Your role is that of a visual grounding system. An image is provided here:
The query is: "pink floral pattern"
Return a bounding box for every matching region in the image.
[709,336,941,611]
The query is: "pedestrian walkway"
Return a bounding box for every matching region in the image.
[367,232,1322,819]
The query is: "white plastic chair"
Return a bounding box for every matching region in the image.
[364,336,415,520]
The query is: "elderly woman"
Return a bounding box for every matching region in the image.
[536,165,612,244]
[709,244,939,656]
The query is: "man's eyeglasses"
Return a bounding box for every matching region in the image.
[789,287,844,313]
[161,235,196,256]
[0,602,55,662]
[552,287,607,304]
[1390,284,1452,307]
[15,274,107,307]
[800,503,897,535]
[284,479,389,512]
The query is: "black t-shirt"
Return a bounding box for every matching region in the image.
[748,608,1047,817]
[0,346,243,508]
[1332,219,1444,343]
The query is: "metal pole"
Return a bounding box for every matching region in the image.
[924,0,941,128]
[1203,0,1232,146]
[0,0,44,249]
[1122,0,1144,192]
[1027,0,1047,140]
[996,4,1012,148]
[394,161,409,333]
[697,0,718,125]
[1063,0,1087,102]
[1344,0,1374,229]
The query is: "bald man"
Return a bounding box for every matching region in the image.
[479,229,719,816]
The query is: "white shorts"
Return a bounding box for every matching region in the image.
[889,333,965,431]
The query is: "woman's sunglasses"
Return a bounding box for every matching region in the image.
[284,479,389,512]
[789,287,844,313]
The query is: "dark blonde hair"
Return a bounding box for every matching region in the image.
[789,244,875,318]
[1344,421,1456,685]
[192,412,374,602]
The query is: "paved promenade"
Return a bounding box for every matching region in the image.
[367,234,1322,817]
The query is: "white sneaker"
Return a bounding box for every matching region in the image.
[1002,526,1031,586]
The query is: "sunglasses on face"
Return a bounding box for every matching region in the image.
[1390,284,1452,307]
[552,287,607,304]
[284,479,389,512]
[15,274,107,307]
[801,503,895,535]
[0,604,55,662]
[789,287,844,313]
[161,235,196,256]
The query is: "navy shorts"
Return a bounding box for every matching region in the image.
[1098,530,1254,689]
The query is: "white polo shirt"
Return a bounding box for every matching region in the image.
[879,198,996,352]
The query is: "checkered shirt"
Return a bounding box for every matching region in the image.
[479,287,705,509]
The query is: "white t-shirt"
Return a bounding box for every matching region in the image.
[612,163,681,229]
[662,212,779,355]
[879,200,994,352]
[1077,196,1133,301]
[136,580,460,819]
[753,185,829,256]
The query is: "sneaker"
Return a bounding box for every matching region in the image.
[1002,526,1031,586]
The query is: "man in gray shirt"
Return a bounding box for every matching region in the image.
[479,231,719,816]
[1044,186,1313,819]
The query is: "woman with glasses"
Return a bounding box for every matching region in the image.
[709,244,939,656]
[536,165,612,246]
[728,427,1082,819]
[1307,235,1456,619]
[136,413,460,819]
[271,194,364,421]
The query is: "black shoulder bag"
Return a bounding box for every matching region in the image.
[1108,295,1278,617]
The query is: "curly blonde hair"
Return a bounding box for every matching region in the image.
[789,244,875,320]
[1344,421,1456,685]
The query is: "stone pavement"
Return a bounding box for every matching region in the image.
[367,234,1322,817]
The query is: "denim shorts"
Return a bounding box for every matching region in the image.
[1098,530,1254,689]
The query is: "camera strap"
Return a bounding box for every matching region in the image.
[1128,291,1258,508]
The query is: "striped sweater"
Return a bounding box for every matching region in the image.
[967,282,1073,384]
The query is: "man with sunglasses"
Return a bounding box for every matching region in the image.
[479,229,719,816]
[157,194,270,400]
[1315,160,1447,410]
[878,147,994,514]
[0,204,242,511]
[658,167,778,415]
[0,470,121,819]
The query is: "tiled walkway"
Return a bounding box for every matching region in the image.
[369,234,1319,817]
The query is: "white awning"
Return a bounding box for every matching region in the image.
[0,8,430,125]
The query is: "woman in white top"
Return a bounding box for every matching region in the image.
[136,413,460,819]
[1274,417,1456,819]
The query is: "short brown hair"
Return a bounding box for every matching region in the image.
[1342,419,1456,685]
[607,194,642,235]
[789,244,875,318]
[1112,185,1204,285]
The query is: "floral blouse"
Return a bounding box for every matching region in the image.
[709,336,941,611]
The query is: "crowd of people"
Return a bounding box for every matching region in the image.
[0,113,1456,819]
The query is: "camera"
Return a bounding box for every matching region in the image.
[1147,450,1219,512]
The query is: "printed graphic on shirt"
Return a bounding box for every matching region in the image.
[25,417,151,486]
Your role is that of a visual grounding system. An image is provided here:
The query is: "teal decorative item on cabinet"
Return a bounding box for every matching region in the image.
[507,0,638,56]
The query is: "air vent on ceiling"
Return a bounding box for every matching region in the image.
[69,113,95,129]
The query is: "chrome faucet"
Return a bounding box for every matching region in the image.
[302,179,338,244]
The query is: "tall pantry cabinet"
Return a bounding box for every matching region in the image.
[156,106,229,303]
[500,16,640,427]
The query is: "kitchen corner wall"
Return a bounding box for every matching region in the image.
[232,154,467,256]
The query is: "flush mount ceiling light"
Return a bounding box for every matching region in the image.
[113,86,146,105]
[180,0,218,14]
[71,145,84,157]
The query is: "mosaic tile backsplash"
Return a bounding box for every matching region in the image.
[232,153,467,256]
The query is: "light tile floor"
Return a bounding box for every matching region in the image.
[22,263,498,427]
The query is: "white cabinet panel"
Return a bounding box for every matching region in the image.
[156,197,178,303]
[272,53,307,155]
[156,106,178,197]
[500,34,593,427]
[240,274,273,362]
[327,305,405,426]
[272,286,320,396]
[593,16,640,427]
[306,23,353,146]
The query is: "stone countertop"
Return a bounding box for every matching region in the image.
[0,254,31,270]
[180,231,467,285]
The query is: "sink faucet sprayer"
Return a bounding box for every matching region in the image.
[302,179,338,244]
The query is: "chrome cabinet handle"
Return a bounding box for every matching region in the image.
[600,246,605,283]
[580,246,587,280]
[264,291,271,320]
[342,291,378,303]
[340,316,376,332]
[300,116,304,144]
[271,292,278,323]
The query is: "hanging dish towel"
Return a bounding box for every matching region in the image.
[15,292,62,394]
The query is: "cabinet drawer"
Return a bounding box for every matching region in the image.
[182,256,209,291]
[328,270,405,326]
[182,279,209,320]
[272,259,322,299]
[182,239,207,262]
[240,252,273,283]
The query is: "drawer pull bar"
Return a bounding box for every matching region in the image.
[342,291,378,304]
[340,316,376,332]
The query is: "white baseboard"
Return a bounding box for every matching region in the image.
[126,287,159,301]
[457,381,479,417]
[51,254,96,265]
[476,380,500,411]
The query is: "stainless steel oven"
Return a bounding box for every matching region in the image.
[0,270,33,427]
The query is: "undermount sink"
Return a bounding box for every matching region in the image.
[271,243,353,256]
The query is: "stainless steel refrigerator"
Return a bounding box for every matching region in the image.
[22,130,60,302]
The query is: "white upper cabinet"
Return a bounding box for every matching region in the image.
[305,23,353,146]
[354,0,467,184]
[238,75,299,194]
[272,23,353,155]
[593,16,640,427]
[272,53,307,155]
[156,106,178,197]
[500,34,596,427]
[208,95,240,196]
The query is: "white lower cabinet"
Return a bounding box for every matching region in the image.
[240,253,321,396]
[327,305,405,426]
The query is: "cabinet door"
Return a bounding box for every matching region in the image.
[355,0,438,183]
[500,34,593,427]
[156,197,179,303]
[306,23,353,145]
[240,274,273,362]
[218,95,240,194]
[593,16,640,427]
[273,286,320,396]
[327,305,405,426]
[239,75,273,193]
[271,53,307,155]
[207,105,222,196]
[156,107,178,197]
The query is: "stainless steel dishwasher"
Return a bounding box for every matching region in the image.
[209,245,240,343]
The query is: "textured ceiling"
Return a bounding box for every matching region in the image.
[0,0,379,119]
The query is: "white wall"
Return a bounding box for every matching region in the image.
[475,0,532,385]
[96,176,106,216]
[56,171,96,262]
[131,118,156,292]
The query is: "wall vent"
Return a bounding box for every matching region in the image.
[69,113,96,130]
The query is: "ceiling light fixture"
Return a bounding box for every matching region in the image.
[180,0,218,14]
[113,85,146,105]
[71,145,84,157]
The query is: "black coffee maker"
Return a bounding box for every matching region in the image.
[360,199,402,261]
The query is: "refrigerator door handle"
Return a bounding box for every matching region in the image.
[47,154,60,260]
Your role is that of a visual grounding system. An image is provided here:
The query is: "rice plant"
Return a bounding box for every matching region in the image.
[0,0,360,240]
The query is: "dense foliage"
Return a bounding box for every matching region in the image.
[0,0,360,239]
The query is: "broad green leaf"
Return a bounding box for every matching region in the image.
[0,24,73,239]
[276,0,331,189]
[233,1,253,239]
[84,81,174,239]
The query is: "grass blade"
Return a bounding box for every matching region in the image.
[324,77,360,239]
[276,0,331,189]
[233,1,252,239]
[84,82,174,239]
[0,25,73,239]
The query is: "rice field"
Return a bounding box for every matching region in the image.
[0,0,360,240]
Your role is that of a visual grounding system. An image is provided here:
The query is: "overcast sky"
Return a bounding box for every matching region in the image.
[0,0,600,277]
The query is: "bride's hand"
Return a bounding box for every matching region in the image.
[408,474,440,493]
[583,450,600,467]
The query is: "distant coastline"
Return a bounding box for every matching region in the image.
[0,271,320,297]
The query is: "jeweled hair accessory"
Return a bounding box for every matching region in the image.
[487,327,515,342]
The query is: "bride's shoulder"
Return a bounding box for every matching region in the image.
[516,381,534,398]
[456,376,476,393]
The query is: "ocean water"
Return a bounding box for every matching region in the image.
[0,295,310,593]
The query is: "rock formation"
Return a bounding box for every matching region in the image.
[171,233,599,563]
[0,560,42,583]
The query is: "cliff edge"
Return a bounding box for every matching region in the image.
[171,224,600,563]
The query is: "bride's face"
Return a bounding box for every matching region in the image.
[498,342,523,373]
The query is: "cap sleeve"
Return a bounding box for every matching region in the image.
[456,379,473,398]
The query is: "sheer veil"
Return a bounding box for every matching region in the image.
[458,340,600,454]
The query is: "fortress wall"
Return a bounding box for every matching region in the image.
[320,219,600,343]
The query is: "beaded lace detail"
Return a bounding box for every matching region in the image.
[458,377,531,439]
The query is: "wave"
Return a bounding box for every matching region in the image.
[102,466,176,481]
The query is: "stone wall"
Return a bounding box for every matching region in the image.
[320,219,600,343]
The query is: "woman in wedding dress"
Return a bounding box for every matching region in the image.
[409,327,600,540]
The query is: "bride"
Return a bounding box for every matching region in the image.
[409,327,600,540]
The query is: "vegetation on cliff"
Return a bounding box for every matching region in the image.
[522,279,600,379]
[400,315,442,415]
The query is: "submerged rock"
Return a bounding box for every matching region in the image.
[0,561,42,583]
⁂
• **Problem to solve**
Gather each line from the rows above that contains the string "shoulder" and copy it out in full. Case counts, so only matches with the same capitalization qualify.

• **Response below**
The query is: "black shoulder bag"
The query is: "bride's shoulder"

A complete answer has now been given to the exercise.